Bounding box annotation entries
┄┄┄┄┄┄┄┄┄┄┄┄┄┄┄┄┄┄┄┄

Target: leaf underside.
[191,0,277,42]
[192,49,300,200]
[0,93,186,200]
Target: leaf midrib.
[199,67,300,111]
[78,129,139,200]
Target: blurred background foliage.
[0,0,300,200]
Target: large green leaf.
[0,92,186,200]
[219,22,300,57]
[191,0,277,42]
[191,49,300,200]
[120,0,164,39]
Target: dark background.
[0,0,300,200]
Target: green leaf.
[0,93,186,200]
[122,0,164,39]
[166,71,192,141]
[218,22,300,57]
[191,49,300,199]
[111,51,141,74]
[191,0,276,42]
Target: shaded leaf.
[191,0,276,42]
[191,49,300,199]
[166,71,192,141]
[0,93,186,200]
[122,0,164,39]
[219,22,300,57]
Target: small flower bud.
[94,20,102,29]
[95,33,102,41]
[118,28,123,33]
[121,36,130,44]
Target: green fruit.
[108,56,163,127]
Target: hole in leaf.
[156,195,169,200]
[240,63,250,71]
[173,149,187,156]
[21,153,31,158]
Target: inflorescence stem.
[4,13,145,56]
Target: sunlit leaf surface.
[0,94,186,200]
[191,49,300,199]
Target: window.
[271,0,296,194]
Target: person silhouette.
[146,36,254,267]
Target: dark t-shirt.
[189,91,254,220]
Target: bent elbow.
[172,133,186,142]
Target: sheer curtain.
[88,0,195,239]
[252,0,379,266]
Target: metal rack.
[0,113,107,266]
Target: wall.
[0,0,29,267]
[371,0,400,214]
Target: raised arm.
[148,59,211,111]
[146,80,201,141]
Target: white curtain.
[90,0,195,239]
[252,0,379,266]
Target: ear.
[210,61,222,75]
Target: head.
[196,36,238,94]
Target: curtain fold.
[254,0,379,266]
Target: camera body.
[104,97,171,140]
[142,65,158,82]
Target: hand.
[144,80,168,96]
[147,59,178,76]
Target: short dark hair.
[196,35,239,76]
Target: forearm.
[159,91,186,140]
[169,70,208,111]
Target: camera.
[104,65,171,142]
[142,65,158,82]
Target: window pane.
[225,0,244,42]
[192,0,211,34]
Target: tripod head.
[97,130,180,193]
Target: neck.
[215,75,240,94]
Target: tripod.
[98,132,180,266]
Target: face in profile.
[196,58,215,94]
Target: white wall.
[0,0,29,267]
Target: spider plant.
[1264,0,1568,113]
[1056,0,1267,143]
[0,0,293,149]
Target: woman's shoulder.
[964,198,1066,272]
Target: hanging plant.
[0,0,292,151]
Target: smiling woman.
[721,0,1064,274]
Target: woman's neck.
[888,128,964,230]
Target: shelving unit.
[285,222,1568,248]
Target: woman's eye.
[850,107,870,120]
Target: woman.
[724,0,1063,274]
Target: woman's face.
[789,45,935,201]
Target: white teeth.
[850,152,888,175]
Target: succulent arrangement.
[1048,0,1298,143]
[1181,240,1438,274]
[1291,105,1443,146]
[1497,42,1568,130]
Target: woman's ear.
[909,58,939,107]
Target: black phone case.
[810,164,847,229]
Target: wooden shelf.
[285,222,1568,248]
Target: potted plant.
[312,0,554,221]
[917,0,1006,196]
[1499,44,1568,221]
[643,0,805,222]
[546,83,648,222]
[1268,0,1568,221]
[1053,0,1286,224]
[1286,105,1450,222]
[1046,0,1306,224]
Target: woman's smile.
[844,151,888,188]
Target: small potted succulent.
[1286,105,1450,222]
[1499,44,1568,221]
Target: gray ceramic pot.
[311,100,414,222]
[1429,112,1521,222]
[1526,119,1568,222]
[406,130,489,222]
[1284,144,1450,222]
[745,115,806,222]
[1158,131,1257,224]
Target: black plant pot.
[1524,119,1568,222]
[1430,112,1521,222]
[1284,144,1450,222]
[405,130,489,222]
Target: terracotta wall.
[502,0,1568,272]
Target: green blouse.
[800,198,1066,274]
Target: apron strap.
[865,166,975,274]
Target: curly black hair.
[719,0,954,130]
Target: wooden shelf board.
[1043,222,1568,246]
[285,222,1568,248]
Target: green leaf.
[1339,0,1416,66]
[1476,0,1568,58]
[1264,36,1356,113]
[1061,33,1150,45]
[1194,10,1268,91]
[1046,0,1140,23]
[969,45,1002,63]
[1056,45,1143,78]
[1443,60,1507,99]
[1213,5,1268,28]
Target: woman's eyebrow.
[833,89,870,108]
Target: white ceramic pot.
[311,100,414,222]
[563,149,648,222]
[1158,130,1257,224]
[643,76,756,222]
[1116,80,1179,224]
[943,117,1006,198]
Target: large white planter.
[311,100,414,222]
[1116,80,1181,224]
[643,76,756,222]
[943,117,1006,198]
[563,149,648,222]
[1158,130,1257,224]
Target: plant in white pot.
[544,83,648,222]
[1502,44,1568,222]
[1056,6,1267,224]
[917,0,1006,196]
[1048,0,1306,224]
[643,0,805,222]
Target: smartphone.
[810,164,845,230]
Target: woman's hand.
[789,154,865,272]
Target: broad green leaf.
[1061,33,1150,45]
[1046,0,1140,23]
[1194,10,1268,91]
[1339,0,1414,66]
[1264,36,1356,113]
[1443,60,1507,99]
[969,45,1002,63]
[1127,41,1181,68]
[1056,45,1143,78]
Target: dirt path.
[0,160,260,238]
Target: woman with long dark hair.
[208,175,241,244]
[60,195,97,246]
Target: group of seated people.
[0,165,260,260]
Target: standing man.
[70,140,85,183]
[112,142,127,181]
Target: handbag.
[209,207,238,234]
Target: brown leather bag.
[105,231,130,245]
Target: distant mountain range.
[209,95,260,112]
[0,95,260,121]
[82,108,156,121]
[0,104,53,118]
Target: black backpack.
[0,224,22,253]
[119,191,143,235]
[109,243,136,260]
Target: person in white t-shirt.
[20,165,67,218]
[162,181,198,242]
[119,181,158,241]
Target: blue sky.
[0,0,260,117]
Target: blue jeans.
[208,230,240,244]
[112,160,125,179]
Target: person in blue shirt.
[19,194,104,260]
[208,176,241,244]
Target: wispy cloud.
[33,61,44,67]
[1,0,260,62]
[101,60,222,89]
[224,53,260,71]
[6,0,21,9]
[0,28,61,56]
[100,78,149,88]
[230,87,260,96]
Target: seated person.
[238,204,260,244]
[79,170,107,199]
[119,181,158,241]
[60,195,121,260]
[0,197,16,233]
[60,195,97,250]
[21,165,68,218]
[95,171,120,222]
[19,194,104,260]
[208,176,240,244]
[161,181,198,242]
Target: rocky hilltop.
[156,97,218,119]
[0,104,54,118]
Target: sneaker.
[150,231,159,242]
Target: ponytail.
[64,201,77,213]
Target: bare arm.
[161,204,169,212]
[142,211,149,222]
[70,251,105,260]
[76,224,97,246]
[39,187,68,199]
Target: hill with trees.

┄┄┄┄┄┄┄┄┄┄┄┄┄┄┄┄┄┄┄┄

## Your objective
Count the lines in the records containing the string "person", treating uppercase and lowercase as different, and give only the number.

## Output below
4